*Document passage*:
=====

Yesterday was weird from the out set – ‘one of those days’. I’ve injured my knee running too much and now can just about hobble around, let alone run. Exercise is really important to me and doing a morning run or session on the exercise bike sets me up for the day, so not being able to do that automatically threw me out of kilter.
What I should have done is given myself a nice lazy morning, maybe lay in bed a little longer, cooked myself a nice big breakfast. But instead I milled around doing ‘bits’, but not really anything at all. The day declined from there until I ended up in a really odd, negative head space. I felt over-emotional, over-whelmed and started to get that ‘oh my god, I’m sh*t at everything’ feeling which I’m sure all creatives are familiar with.
Realising I was in a crappy mood and everything felt too much, I think was the first step to changing it. Kind of like a turning point of my day. I text my husband and instead of being irrational was just honest; ‘Everything feels off today, I don’t know what to do with myself. I feel like I should have got back into bed and started again.’
And he text back with the best response possible – ‘You should get back into bed then. Relax.’
Just the fact that he okay-ed for me to give myself a break and stop beating myself up, gave me this new ‘I got this. This is actually okay’ feeling.
I did not get into bed (although this was very tempting at 1:30pm and hubby had even suggested looking for some clothes for our honeymoon online – very tempting!)

=====

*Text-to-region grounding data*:

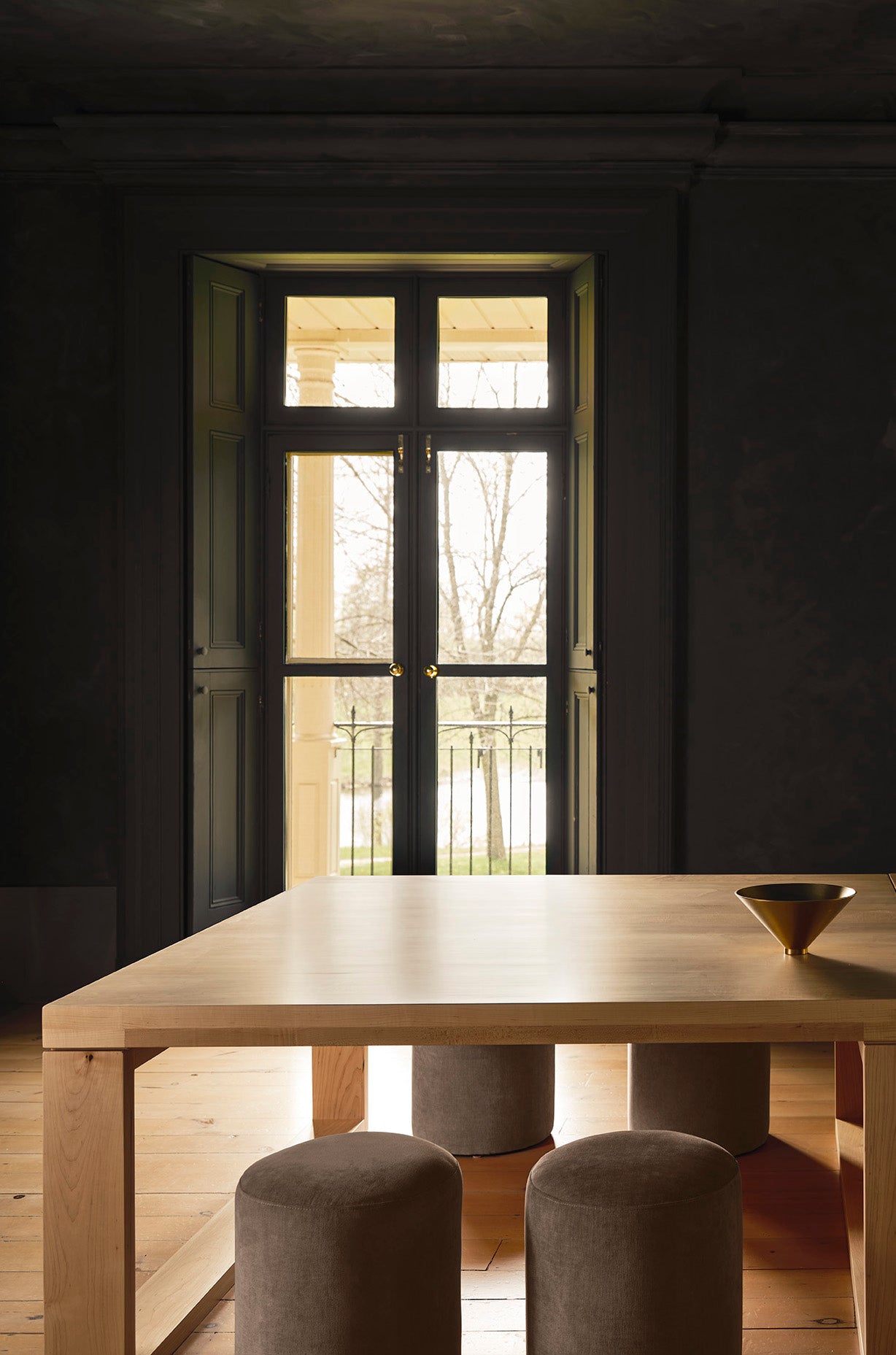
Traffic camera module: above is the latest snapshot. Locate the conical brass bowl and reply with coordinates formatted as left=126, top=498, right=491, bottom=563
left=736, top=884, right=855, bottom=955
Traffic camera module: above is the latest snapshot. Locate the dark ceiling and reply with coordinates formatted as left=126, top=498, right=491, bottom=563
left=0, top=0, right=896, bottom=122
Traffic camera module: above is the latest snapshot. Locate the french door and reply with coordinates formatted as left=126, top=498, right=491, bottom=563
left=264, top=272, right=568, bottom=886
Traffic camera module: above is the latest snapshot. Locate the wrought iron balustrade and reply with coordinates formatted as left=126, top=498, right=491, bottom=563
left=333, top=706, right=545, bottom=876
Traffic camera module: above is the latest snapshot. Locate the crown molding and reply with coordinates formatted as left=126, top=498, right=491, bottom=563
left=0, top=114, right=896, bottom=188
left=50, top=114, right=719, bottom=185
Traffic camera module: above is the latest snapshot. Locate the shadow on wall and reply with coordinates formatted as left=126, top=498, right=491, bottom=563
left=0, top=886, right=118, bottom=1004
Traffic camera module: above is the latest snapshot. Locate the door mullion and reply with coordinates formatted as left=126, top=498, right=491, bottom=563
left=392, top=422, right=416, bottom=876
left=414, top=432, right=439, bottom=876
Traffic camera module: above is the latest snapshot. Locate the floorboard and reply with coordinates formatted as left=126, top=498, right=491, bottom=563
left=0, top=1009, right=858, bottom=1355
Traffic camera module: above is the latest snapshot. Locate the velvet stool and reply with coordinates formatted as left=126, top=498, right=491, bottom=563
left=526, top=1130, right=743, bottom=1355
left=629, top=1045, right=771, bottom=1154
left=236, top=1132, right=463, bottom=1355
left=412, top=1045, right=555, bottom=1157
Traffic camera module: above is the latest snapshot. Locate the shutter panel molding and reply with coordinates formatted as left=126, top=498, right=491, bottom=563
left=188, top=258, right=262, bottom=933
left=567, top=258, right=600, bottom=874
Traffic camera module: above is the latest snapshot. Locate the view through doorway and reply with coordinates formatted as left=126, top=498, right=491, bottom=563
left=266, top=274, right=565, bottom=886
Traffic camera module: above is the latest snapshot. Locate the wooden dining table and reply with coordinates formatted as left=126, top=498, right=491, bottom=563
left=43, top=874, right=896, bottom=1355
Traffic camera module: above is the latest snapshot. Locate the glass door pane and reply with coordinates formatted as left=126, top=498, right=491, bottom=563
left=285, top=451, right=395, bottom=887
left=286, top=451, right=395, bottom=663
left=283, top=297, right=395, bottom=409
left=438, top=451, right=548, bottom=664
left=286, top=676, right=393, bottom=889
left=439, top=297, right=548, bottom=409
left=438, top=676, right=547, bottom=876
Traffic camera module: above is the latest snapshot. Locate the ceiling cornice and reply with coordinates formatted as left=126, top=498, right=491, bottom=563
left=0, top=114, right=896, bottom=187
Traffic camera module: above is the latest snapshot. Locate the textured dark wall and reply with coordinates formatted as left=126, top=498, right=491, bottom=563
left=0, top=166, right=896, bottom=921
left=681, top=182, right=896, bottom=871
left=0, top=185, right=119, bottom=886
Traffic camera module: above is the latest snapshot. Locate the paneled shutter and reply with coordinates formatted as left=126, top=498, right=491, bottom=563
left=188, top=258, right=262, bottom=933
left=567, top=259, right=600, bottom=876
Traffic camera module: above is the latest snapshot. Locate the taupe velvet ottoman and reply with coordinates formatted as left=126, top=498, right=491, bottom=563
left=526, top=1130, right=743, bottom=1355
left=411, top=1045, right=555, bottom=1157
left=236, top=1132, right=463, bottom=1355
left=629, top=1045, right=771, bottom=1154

=====

*Instructions to follow*: Pick up the blog post about the off day with the injured knee and carry it on from its last sentence. None of these lines is needed for the work.

*Answer for the task*:
Instead I asked myself a simple question, I’m not sure I’ve ever asked of myself before – ‘What do I feel okay doing?’. I’d been meaning for a while to use a huge sketchbook I had as a place for me to store my old illustrations & bits of inspiration. (I’m a hoarder & I’m not sorry).
I popped on the last podcast episode of ‘how to curate your life’ with Lizzie from SMUG. And then started on ‘The Lifestyle Edit’ podcast. It was so nice to just rifle through my old drawings and papers and stick willy-nilly. It didn’t require thought, or scrutiny. There was no judgement. Just rip & stick. Stick this drawing with that one, this swatch with that colour. It’s honestly one of the most therapeutic things I’ve done in a long time.
It was so simple, but I felt so proud afterwards. And the best thing about it? It had a contagious effect. After I’d done my sketchbook I started sticking bits onto the walls. Within about 90 minutes I felt completely rejuvenated & was ready to tackle a couple of meatier tasks in the evening.
I’ve got a mirror to complete for my nephew’s christening and any other day I might have forced myself to get started on it, in order to feel like I’d been productive and ticked something of this fictitious and never weaning ‘to-do list’ we all have. But actually, I wasn’t in the right head space. I’d have started, messed it up, or over analysed it, hated it, then hated myself (you know in that usual domino effect of ‘this is rubbish = all my work is rubbish = I’M rubbish).
So I guess the reason I felt a need to put this out is to suggest to any creatives out there who find themselves in a similar head space to RELAX, go easy on yourself & then ask yourself what you feel okay doing. And in my opinion, make a sketchbook together, even if it’s just doodles & inspiration. It’s therapeutic putting it together & something to spark your creativity at another time.